## Excerpt provided
——————————

Read Jaki, the Savior of Science, Chapters 1-3, pp. 1-88. NOTE: I warmly agree with Jaki's principal thesis in this brilliant work but in my opinion he relies too much on the view of Duhem that natural science only "saves the appearances." Hence Jaki assigns to metaphysics the proof of the existence of the First Cause that Aristotle and Aquinas assigned to the foundational part of natural science. Without such a basis in science, metaphysics is open to the many attacks that are made on it today and which Jaki does not adequately answer. The strength of Jaki's work, however, is to show how Christian faith in the Creator motivated the origins of modern science.
1) How does Thomist thought complete the foundations of natural science according to Aristotle and his metaphysics by establishing God as Creator of the universe out of nothing?
2) Why is process philosophy an inadequate instrument of a Christian theology?
3) Why is the evolutionism of Teilhard de Chardin also an inadequate instrument of a Christian theology?
4) How can the philosophy of St. Thomas Aquinas, who knew nothing of the modern scientific theories of biological or cosmological evolution, be shown not to contradict them but to enable theologians to make use of them?
5) What is "panpsychism" and what are the objections to it?

——————————

## Information shown
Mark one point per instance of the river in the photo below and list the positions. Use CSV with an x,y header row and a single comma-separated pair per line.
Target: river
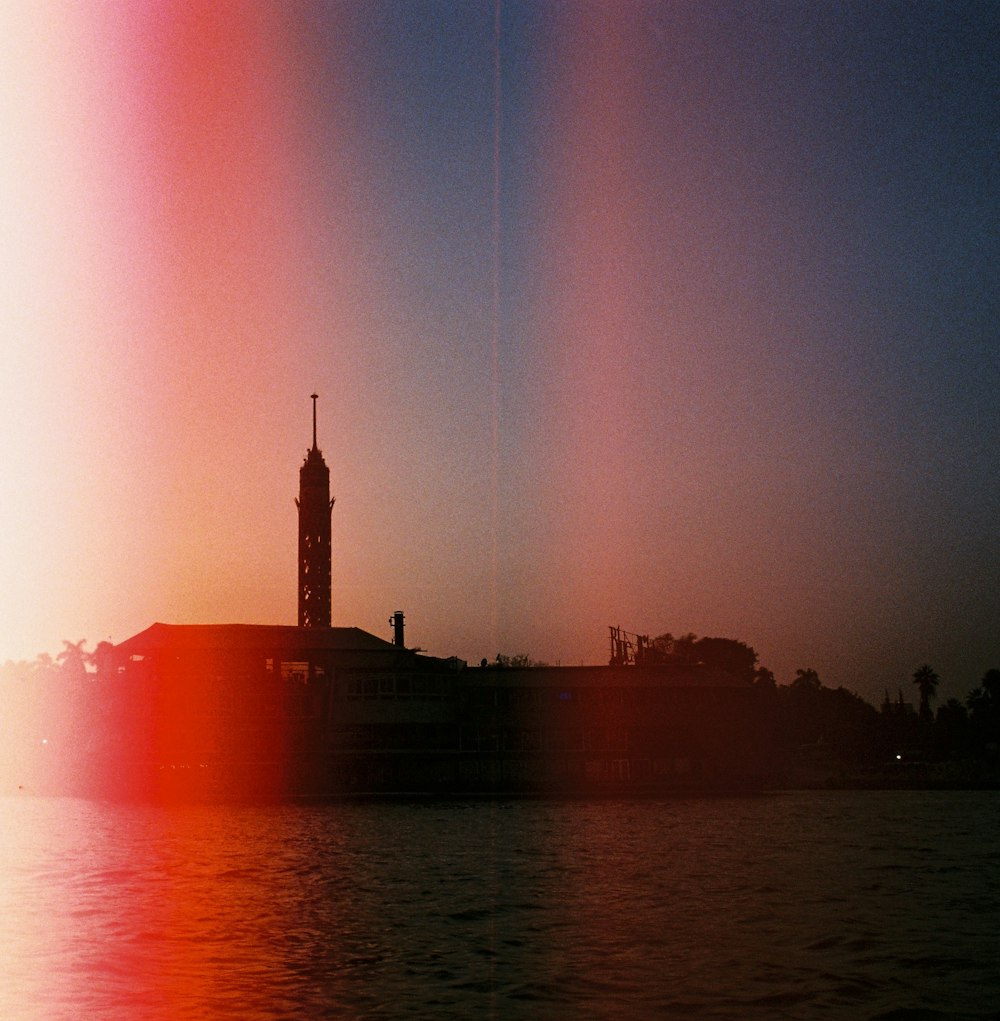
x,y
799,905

——————————

## Directions for this task
Copy the reading assignment on Jaki's Savior of Science from "1) How does" up to and including "use of them?", swapping each "instrument" for "tool".

## Reply
1) How does Thomist thought complete the foundations of natural science according to Aristotle and his metaphysics by establishing God as Creator of the universe out of nothing?
2) Why is process philosophy an inadequate tool of a Christian theology?
3) Why is the evolutionism of Teilhard de Chardin also an inadequate tool of a Christian theology?
4) How can the philosophy of St. Thomas Aquinas, who knew nothing of the modern scientific theories of biological or cosmological evolution, be shown not to contradict them but to enable theologians to make use of them?